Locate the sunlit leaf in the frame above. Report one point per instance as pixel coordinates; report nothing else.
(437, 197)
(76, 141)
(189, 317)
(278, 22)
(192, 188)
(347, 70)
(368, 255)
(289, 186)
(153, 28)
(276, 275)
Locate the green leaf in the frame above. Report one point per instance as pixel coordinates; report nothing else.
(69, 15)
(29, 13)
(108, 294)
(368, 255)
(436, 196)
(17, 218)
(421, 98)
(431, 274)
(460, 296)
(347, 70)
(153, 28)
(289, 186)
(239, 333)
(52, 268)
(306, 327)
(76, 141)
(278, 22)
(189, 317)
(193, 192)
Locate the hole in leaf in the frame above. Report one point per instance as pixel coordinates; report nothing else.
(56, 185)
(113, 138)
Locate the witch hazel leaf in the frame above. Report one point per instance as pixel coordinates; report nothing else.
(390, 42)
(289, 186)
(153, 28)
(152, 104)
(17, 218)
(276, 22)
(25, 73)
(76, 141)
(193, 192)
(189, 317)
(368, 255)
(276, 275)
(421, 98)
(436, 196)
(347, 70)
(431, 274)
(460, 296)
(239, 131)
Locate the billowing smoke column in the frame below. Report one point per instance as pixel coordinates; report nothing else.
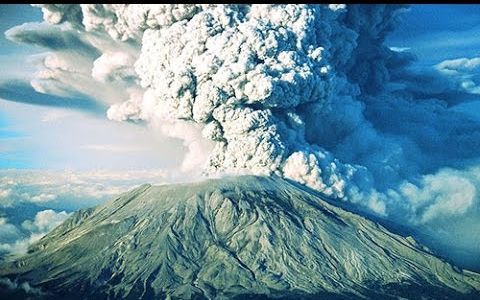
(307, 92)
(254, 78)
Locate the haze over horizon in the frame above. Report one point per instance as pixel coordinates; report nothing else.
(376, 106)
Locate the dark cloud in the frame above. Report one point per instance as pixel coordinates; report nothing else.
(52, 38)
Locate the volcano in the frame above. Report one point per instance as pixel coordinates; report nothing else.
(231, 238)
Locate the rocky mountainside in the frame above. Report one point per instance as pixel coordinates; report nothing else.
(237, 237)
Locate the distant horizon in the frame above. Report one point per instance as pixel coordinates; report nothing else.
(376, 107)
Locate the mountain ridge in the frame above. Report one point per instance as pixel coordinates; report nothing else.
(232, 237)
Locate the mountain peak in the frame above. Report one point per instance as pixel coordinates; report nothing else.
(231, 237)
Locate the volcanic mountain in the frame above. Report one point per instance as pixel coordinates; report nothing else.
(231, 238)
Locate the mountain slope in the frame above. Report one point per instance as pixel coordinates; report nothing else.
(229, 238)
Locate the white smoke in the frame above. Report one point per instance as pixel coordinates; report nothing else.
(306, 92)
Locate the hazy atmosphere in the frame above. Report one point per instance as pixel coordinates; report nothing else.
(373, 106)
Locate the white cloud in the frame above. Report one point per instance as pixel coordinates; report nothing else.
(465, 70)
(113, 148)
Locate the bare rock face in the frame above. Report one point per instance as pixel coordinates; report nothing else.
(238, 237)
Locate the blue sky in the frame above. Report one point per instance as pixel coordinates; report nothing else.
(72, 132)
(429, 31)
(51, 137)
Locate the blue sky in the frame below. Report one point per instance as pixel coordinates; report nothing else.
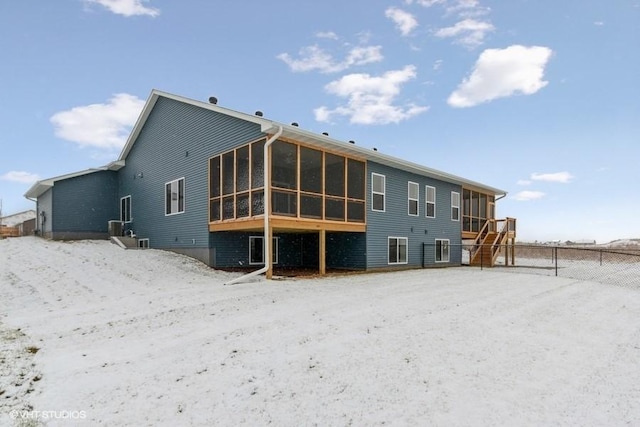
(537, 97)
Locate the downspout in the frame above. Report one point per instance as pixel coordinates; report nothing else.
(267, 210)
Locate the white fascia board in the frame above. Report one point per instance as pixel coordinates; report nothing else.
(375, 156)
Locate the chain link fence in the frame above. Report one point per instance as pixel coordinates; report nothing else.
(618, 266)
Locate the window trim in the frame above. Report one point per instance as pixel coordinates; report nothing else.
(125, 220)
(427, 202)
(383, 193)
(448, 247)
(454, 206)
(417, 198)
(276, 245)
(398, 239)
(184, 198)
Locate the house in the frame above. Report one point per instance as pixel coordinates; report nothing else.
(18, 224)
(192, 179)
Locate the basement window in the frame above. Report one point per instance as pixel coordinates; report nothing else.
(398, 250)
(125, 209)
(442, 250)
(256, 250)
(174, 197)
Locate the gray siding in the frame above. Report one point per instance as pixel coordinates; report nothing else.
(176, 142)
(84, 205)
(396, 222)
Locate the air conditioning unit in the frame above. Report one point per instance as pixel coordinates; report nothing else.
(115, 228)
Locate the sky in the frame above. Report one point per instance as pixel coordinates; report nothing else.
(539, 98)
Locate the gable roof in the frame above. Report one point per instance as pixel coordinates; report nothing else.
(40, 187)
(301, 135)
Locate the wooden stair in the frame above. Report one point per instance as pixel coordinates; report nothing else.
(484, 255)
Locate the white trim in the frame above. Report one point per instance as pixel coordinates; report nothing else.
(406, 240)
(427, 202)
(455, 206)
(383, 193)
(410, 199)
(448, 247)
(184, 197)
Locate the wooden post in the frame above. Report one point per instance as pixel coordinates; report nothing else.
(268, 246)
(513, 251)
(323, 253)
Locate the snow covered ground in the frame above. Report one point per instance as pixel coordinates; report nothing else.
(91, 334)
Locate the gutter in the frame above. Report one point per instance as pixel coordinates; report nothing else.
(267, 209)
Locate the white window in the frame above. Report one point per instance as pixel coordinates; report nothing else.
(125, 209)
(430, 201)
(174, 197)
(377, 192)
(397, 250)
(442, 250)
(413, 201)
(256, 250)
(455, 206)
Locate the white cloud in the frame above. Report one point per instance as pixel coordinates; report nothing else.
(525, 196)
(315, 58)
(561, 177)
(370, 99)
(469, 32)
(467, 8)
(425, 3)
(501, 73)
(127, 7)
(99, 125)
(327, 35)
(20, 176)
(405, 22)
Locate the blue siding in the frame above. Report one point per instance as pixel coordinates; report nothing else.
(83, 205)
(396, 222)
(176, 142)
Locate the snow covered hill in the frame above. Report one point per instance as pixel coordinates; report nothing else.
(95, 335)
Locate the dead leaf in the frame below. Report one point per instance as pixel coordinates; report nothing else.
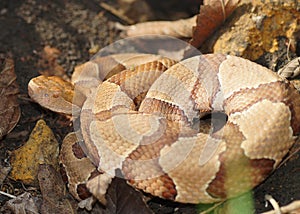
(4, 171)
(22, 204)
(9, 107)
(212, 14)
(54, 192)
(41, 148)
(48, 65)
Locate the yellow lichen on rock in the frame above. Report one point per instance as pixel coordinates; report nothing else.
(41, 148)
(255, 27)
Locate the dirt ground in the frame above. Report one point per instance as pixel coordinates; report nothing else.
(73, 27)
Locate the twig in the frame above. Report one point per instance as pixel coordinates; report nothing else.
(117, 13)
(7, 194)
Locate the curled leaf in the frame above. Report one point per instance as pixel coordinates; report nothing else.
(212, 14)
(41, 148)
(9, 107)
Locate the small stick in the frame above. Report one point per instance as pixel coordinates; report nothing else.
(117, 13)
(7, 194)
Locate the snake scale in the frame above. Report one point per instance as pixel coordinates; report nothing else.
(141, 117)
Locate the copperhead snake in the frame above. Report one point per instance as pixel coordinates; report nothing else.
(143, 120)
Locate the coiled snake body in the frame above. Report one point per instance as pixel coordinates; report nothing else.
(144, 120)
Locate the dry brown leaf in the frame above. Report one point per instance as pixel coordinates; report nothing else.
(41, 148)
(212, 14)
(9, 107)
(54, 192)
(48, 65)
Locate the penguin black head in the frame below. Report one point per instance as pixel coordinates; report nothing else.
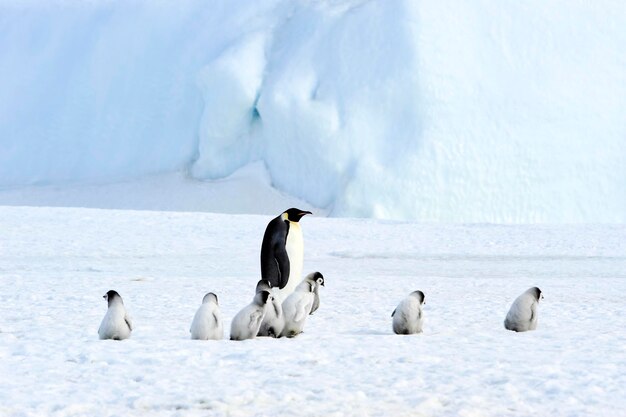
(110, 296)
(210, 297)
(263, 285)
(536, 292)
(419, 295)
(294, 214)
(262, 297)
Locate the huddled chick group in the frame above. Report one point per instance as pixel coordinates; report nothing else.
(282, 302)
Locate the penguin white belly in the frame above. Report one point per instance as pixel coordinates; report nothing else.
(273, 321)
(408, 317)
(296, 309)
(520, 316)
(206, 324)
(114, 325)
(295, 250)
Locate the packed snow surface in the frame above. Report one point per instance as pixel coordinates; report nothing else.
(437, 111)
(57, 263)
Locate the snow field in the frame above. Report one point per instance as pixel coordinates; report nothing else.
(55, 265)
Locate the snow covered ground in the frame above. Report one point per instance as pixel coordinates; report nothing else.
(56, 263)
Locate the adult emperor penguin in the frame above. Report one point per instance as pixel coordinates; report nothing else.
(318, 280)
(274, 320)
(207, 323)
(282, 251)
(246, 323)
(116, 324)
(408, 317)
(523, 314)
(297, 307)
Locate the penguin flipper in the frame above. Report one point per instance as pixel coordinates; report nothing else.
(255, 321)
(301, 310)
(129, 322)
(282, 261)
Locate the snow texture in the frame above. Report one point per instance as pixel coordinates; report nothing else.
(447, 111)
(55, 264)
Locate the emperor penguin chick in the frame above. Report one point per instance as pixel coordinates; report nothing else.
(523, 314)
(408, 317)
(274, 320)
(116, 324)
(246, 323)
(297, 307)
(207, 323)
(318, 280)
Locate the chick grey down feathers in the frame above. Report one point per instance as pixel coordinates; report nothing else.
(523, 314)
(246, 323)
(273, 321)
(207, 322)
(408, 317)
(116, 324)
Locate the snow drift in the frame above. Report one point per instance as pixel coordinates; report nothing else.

* * *

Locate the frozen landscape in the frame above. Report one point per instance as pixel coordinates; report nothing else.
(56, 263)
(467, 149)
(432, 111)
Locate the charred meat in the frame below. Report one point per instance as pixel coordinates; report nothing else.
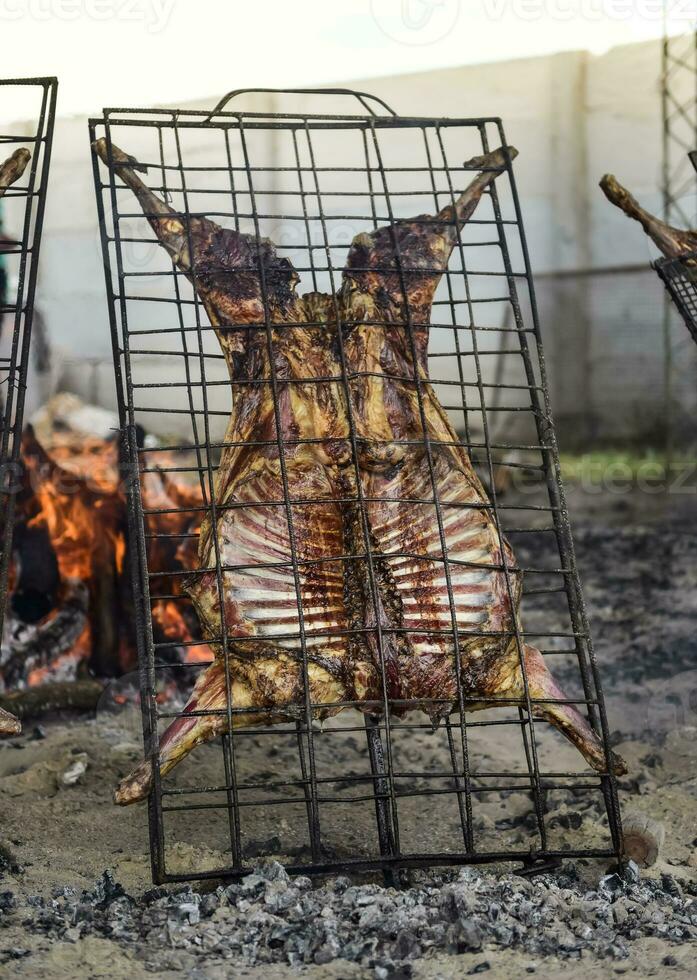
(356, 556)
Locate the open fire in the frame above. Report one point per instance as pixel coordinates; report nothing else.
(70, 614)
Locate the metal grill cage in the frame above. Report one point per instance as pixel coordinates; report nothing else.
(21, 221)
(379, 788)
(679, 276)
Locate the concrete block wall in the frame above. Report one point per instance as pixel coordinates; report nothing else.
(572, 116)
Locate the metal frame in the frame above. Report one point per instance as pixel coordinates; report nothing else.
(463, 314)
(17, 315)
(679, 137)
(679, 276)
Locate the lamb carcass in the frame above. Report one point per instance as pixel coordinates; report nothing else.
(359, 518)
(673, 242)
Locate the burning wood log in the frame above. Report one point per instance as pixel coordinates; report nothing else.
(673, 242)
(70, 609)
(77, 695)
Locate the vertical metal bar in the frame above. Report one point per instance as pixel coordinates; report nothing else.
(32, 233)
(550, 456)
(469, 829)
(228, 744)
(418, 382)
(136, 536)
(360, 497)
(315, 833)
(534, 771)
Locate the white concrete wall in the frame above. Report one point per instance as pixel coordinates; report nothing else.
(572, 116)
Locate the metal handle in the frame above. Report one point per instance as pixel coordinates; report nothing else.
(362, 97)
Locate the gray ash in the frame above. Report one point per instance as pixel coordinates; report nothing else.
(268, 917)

* * *

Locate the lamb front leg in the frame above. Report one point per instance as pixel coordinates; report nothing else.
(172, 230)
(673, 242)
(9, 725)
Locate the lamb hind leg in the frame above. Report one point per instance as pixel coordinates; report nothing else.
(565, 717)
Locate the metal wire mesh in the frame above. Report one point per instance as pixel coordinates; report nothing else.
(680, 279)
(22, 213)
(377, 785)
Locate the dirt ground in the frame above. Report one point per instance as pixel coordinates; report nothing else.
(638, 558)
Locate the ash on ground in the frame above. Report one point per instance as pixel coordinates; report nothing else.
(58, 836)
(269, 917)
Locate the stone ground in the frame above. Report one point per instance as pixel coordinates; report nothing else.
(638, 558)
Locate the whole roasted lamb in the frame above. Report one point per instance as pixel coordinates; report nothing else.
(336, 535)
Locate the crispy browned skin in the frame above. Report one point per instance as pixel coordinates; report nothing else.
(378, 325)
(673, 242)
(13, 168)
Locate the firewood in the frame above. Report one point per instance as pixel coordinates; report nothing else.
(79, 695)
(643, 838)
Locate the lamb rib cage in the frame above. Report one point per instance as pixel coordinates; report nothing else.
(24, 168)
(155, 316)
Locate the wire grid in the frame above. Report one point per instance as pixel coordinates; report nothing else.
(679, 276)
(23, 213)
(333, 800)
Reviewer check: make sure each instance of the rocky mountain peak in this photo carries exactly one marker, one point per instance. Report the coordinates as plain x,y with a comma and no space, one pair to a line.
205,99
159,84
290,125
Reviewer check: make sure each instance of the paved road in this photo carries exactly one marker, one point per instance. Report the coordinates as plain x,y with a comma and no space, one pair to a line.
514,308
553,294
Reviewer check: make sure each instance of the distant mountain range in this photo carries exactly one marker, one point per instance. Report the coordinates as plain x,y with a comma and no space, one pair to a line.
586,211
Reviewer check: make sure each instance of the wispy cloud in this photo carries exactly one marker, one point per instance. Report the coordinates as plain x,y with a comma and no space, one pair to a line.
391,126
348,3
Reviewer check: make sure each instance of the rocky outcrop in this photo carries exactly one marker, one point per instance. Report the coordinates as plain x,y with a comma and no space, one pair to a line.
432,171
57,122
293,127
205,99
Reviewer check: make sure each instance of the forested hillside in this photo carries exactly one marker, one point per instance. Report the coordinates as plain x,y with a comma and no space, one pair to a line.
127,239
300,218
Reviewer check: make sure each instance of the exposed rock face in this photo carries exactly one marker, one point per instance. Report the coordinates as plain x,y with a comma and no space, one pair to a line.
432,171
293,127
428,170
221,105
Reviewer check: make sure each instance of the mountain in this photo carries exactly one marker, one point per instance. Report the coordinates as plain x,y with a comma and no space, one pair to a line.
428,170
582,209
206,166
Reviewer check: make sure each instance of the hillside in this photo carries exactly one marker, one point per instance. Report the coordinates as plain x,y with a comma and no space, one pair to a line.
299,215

● **Task directions**:
Restate word for word only the lines above from the line containing "Locate the chick" to the line containing "Locate the snow drift", both of them included.

● **Answer space**:
Locate the chick grey down feathers in the frame above. Report one point per instance as pixel coordinates; report nothing else.
(523, 314)
(246, 323)
(273, 321)
(207, 322)
(408, 317)
(116, 324)
Locate the snow drift in the frame above. Report one point per instance as pixel coordinates; report nothing else.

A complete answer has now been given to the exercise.